SELECTED EXTRACT:

The connection will be either through a bolt and eye or soldered (if I can manage to solder copper on aluminium using an iron). Then I could actually pot the joint using the resin we have all learnt about building the jaycar kit.

It was VicS who replied, not me, although I have no problem with his response. Zinc is more electronegative than any of the metals you are considering, so it will protect all of them. For example, consider a typical zinc anode with mild steel fastenings on a stainless steel propshaft with a manganese bronze propeller. As has been suggested, if the aluminium to copper connection is wet there is a risk that the aluminium will be lost.

The 'rules' of Lakesailoring seem to have changed. I understood it to be as Quandary suggests above, but it now seems to mean repeating advice that has already been given further up the thread. That happens so often that it barely merits a mention.
 
I dont know what "lakesailoring" means. I have seen the rules... I did not read them.

BTW I always avoid the use of the terms electronegative and electropositive in the context of the galvanic series

Strictly electronegativity is the tendency to attract electrons, and form negative ions.

THE PROBLEM: Reproduce verbatim the portion of the forum text on zinc anodes starting at "The 'rules' of" and ending at "merits a mention.". The data that comes next is separate from the text on zinc anodes.

DATA EXTRACT:
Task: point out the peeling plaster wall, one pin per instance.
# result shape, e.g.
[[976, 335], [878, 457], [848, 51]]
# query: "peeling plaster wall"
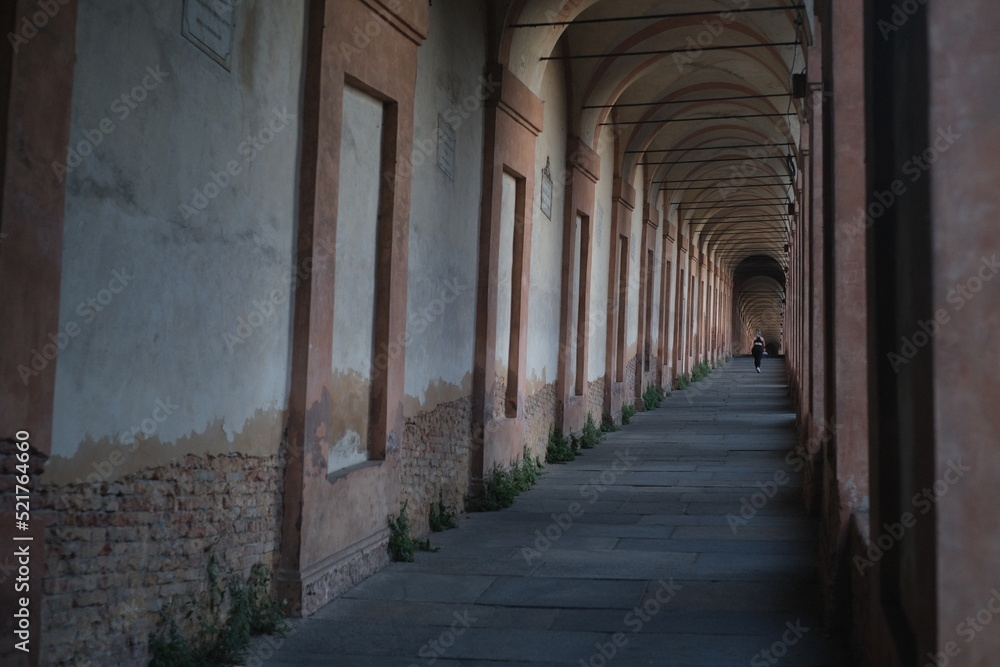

ANSWER TO THIS PROBLEM:
The 'rules' of Lakesailoring seem to have changed. I understood it to be as Quandary suggests above, but it now seems to mean repeating advice that has already been given further up the thread. That happens so often that it barely merits a mention.